* [TEXT SEGMENT]:
Tons of well-known long-standing stores! Take a walking food tour of Tokyo’s historical Kagurazaka district!
Let’s go back to the year 1600 when Tokyo was called by its former name, Edo. At that time, bukeyashiki samurai residences lined the streets of the Kagurazaka which was considered a “Hana-Machi” (“Flower Town”) because of the large number of o-chaya (tea houses) that held banquet parties for warriors and wealthy merchants, and also because of the okiya residences of the geisha with their beautiful dances and shamisen performances.
（Source：TAKEZO / PIXTA)
Things eventually changed with the ebb of time, but traces of Kagurazaka’s rich history can still be found here and there throughout the district. Look! Just take a walk down some of the alleys that stream out from the main street and you’ll feel like you’ve fallen into a time slip back to traditional Japan!
(Source：つきのさばく / PIXTA）
You can find lots of shrines and temples on the main street, so it’s well worth a stroll!
(Source：takaji / PIXTA)
A long time ago geisha visited high class traditional restaurants to perform their song and dance, and so today you can still find many high class traditional Japanese restaurants as well as high class French restaurants in the Kagurazaka district. For those who may think, “Ummm … doesn’t that sound a little exclusive?” please don’t be shy.

[Data records]
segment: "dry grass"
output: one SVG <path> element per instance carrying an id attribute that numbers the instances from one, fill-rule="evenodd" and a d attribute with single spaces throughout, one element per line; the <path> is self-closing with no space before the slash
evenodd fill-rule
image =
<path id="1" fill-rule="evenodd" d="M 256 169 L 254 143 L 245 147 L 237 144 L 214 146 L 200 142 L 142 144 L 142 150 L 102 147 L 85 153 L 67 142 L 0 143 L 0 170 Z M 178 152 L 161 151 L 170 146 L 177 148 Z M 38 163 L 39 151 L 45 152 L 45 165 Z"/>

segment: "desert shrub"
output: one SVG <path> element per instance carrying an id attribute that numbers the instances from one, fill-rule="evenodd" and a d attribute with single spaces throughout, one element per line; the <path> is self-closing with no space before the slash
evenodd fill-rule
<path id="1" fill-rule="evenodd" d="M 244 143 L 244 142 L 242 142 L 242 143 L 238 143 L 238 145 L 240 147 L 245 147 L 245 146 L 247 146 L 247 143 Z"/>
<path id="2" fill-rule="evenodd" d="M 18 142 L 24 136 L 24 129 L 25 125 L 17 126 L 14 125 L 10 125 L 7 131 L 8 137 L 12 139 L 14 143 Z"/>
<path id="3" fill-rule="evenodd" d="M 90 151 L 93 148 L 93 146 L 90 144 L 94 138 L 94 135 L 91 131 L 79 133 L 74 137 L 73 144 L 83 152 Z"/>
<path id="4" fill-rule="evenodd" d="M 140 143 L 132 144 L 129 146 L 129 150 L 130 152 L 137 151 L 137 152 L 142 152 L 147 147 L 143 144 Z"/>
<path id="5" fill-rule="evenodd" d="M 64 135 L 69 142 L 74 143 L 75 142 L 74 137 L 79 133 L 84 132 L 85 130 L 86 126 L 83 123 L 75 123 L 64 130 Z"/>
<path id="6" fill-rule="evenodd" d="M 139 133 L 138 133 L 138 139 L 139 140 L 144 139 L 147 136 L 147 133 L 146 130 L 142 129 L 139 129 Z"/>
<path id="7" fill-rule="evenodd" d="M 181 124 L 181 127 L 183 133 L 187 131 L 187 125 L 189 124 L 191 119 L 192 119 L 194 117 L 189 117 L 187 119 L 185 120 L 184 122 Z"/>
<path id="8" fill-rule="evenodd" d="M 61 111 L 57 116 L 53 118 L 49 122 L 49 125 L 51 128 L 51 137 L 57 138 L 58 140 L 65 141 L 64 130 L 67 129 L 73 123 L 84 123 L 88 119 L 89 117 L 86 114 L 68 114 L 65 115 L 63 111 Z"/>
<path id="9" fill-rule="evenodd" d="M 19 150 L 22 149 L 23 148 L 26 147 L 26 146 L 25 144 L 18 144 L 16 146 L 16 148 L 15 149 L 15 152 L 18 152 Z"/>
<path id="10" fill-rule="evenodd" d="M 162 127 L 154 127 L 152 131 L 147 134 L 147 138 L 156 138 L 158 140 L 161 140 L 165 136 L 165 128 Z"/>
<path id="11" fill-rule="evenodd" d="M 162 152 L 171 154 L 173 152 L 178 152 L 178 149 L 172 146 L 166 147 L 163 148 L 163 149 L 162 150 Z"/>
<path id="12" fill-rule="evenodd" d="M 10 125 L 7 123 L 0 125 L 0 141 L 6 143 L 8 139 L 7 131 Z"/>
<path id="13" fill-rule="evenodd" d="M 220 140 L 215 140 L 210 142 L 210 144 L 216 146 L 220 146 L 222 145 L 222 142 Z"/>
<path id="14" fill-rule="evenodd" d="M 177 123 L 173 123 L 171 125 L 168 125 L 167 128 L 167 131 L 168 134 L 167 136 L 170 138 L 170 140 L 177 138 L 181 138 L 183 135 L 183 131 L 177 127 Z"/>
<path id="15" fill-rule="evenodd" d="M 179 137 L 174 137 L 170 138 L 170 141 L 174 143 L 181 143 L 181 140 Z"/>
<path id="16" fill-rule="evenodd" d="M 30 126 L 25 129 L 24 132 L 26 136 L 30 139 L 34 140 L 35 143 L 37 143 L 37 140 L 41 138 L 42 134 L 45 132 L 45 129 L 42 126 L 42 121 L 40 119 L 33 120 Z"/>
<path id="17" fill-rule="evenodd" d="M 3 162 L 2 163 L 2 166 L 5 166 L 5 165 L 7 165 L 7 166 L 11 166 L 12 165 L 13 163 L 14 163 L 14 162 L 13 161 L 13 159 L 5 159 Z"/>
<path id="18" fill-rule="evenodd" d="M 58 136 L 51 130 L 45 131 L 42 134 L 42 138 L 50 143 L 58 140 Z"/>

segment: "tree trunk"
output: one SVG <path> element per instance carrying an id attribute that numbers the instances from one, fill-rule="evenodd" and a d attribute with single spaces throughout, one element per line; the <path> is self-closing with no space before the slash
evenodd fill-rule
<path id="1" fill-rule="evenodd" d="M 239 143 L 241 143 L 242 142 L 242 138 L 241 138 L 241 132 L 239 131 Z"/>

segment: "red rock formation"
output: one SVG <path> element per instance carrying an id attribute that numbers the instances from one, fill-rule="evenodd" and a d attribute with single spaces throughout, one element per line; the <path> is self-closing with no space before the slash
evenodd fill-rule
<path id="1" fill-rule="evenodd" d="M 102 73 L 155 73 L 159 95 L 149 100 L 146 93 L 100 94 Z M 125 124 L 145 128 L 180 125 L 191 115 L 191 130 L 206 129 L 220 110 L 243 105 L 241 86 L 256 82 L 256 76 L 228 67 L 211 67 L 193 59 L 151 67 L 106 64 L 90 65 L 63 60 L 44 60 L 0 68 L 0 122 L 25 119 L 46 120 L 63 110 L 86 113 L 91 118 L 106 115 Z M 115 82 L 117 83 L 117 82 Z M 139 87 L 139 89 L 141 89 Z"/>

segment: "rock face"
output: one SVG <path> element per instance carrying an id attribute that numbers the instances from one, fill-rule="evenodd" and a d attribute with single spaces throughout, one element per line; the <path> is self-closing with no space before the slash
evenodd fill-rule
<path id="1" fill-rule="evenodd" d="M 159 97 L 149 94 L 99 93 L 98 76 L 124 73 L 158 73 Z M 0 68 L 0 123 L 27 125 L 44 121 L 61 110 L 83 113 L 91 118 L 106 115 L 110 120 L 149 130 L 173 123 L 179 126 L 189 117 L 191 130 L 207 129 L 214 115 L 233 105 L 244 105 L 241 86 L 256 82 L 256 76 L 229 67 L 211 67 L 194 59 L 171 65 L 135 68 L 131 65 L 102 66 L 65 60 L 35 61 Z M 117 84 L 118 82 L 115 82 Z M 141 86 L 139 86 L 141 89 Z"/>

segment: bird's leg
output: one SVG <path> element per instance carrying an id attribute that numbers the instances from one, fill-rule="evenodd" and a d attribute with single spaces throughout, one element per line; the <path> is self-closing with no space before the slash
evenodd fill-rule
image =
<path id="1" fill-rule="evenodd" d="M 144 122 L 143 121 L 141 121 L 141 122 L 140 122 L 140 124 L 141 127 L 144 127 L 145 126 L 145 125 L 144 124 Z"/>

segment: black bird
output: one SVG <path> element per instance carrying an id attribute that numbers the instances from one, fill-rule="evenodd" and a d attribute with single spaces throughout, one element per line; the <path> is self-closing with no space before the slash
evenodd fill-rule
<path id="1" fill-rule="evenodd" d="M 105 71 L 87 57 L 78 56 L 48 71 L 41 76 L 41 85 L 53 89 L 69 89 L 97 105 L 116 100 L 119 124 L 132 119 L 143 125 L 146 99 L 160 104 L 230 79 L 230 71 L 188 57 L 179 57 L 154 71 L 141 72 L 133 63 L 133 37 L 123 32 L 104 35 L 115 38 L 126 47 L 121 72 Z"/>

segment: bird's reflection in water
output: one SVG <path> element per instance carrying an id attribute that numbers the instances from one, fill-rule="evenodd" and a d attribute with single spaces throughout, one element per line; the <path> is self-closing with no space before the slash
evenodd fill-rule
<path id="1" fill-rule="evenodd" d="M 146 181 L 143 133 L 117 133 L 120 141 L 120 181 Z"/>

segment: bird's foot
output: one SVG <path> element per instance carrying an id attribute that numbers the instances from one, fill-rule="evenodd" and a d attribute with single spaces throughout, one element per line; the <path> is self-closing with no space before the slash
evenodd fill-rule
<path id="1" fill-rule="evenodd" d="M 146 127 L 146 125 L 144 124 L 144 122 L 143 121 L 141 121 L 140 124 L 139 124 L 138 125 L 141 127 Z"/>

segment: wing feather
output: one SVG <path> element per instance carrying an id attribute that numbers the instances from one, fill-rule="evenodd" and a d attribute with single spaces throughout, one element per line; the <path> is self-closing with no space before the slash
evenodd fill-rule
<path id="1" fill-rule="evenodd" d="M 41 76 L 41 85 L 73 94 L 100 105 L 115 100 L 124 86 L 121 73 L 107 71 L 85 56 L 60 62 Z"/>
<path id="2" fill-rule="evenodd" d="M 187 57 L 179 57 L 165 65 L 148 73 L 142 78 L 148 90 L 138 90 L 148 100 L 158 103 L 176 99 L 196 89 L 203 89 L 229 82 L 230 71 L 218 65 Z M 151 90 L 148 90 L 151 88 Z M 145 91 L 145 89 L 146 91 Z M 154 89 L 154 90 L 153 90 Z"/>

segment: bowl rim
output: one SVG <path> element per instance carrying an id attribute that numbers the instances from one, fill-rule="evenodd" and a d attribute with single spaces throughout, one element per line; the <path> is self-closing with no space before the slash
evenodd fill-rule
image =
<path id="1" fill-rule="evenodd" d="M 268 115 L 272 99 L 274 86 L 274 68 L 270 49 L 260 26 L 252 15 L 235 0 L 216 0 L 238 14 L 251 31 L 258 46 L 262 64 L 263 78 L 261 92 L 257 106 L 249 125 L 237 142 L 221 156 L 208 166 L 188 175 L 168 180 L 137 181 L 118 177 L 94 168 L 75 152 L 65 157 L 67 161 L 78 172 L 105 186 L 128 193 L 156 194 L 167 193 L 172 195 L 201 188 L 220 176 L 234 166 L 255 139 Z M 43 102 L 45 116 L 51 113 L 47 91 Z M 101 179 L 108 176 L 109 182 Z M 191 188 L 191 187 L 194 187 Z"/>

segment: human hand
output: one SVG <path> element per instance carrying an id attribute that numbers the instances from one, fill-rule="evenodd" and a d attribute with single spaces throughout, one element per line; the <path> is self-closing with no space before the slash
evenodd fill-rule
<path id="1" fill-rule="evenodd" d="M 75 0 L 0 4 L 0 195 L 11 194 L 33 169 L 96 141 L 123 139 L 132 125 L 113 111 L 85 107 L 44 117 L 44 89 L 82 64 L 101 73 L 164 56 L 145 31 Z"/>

* [JOBS]:
(1) From the Kagurazaka article, copy the stretch from "(Source：つきのさばく / PIXTA）" through "don’t be shy.".
(2) According to the Kagurazaka article, what was Tokyo's former name in the year 1600?

* [OUTPUTS IN ORDER]:
(1)
(Source：つきのさばく / PIXTA）
You can find lots of shrines and temples on the main street, so it’s well worth a stroll!
(Source：takaji / PIXTA)
A long time ago geisha visited high class traditional restaurants to perform their song and dance, and so today you can still find many high class traditional Japanese restaurants as well as high class French restaurants in the Kagurazaka district. For those who may think, “Ummm … doesn’t that sound a little exclusive?” please don’t be shy.

(2) Edo